TEKS BACAAN.
───
Harga Minyak Turun, Chevron Akuisisi Noble Energy Senilai Rp 74 T
Chevron Corporation berencana membeli saham perusahaan migas Noble Energy senilai US$ 5 miliar atau sekitar Rp 74 triliun. Aksi korporasi tersebut merupakan nilai akuisisi terbesar sejak pandemi corona memukul harga minyak ke level terendah.
Dilansir dari Reuters, Chevron merupakan salah satu perusahaan minyak Amerika Serikat (AS) yang mampu bertahan di tengah krisis akibat Covid-19. Sepanjang triwulan pertama 2020, perusahaan itu mampu membukukan kas sebesar US$ 8,5 miliar.
Dana tersebut didapat dari pembatalan akuisisi Andarko sebesar US$ 33 miliar pada tahun lalu. Selain itu, perusahaan segera memangkas pengeluaran setelah harga minyak jatuh.
Alhasil, Chevron mampu meningkatkan investasi pada proyek shale di AS. Selain itu, perusahaan bisa mengakuisisi Noble Energy yang memiliki aset migas unggulan di Leviathan, Israel. Aset tersebut mengandung cadangan gas alam terbesar sekawasan Mediterania Timur.
Akuisisi itu juga menjadikan Chevron sebagai perusahaan minyak pertama yang masuk ke Israel. Meski begitu, Chief Executive Officer Mike Wirth mengatakan pihaknya telah mempertimbangkan perbedaan politik dan tensi antara Israel dan negara tetangganya sebelum melancarkan aksi korporasi tersebut.
Pasalnya, perusahaan memiliki bisnis di Arab Saudi, Kuwait, Qatar, dan wilayah Kurdis, Iran. "Kami terlibat dengan semua pemangku kepentingan yang berbeda saat kami melalui sesuatu seperti ini," kata Wirth seperti dikutip dari Reuters pada Selasa (21/7).
───
[Data penunjukan ekspresi rujukan]

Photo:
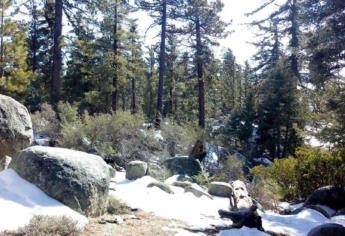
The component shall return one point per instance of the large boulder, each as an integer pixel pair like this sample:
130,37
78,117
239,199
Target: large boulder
156,171
242,200
5,162
77,179
136,170
15,127
183,166
330,229
166,188
330,196
220,189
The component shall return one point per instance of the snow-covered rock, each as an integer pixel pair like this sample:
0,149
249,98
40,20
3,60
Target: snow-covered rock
15,126
77,179
242,232
21,200
299,224
197,212
136,170
220,189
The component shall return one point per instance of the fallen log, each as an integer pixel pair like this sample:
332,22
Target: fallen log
249,218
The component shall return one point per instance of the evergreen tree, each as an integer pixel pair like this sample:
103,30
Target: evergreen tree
14,71
205,27
161,11
279,116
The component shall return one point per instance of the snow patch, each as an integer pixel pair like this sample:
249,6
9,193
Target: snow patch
199,213
299,224
242,232
21,200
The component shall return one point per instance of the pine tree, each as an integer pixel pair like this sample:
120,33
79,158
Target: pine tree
205,27
15,73
287,18
161,11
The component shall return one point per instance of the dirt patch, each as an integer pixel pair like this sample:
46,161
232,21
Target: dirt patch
140,223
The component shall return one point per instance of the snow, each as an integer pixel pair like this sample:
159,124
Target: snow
242,232
199,213
202,213
299,224
21,200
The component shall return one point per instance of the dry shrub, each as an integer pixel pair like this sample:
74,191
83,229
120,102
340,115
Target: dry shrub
116,207
49,226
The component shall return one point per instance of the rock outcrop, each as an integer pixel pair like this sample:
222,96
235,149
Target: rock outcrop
166,188
77,179
330,196
136,170
241,197
15,127
330,229
220,189
183,166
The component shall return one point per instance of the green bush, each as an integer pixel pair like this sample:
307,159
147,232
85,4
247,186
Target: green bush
317,168
184,135
283,172
202,179
267,191
310,169
49,226
231,171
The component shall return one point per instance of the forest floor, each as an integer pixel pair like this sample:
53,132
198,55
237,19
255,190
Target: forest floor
140,223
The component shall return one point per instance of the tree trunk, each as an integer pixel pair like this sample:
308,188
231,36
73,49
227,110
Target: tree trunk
134,102
114,92
34,37
2,44
201,84
294,43
57,53
162,67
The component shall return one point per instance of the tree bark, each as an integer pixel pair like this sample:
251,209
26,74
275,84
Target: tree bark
200,72
134,102
34,37
114,93
294,43
57,53
2,44
162,66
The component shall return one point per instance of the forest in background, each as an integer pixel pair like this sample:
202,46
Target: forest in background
294,83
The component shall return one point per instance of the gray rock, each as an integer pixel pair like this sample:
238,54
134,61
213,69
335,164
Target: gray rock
15,127
196,191
339,220
5,162
182,184
220,189
183,166
156,171
161,186
112,171
330,229
330,196
242,200
136,170
77,179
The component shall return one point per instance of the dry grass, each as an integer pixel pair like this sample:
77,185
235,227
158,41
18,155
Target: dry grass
48,226
117,207
144,224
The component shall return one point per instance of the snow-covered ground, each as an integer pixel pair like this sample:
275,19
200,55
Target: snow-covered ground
21,200
197,212
201,213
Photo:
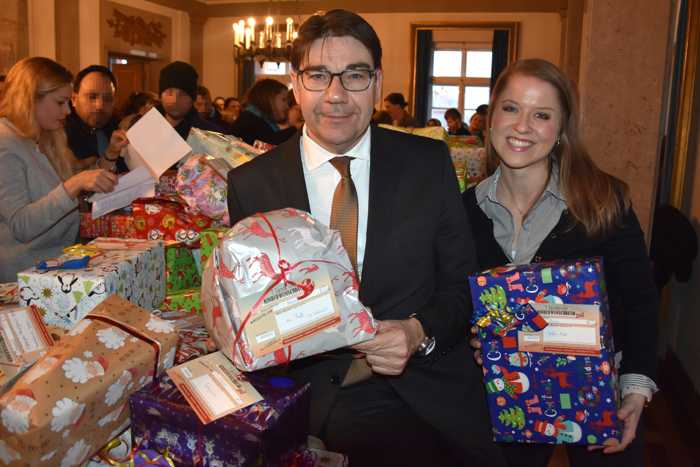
───
SOAL DAN TUGAS.
a. Terjemahkan kalimat "Alhasil, Chevron mampu meningkatkan investasi pada proyek shale di AS." dari teks tentang akuisisi Chevron ke dalam bahasa Inggris.
b. Sebutkan semua nama negara yang disebut dalam teks tentang akuisisi Chevron.
Data di atas tidak digunakan sama sekali dalam pengerjaan.

HASIL.
a. As a result, Chevron was able to increase its investment in shale projects in the US.

b. Amerika Serikat, Israel, Arab Saudi, Kuwait, Qatar, Iran